*Exercice proposé A*. Renommez «Assemblée plénière» en «Assemblée générale» dans le passage du texte sur l'école catholique allant de «Rome: Interview de» jusqu'à «en est l’enjeu?», puis donnez ce passage.

*Texte fourni*.
# # # # # # #

«Elaborer un ’livre blanc’, qui définirait les caractéristiques de l’école catholique»
Rome: Interview de Mgr Bruguès, secrétaire de la Congrégation pour l’éducation catholique
Rome, 18 février 2011 (Apic) Quelques jours après l’Assemblée plénière de son dicastère (7-9 février 2011), dans une interview accordée à l’agence I.MEDIA, le secrétaire de la Congrégation pour l’éducation catholique, le Français Mgr Jean-Louis Bruguès, évoque une «version moderne» des anciens petits séminaires et l’élaboration d’un «livre blanc», qui présenterait les défis et menaces que doit affronter l’école catholique dans le monde entier.
Question: Votre congrégation va bientôt publier un document sur Internet et la formation des séminaristes. Quel en est l’enjeu?
Mgr Bruguès: L’adoption de ce projet a été la décision la plus importante prise concernant les séminaires au cours de l’Assemblée plénière. Il s’agit d’abord d’accepter les aspects positifs de cette révolution. C’est un instrument, une technique, mais il ne faut pas que la technique domine la personne. Il y a toute une éducation à la maturité personnelle et à la liberté, qui doit conduire le séminariste, puis le prêtre, à considérer Internet comme un instrument et ne pas en devenir «addict», soit dépendant. Dans la formation dispensée au séminaire, il y aura une sensibilisation à Internet.

# # # # # # #

*Enregistrements fournis*.
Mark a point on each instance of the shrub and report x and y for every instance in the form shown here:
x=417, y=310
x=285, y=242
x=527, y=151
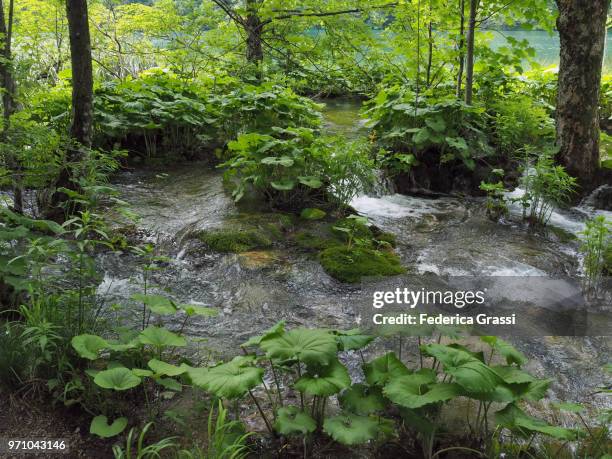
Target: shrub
x=519, y=121
x=597, y=248
x=447, y=129
x=350, y=264
x=546, y=186
x=295, y=167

# # # # # # #

*Exercice proposé B*. Disposez toutes les lignes des enregistrements ci-dessus en un tableau Markdown à deux colonnes, «Numéro» et «Ligne», sans les lignes vides ni les images.

*Réponse à l'exercice A*.
Rome: Interview de Mgr Bruguès, secrétaire de la Congrégation pour l’éducation catholique
Rome, 18 février 2011 (Apic) Quelques jours après l’Assemblée générale de son dicastère (7-9 février 2011), dans une interview accordée à l’agence I.MEDIA, le secrétaire de la Congrégation pour l’éducation catholique, le Français Mgr Jean-Louis Bruguès, évoque une «version moderne» des anciens petits séminaires et l’élaboration d’un «livre blanc», qui présenterait les défis et menaces que doit affronter l’école catholique dans le monde entier.
Question: Votre congrégation va bientôt publier un document sur Internet et la formation des séminaristes. Quel en est l’enjeu?

*Réponse à l'exercice B*.
| Numéro | Ligne |
|---|---|
| 1 | Mark a point on each instance of the shrub and report x and y for every instance in the form shown here: |
| 2 | x=417, y=310 |
| 3 | x=285, y=242 |
| 4 | x=527, y=151 |
| 5 | Target: shrub |
| 6 | x=519, y=121 |
| 7 | x=597, y=248 |
| 8 | x=447, y=129 |
| 9 | x=350, y=264 |
| 10 | x=546, y=186 |
| 11 | x=295, y=167 |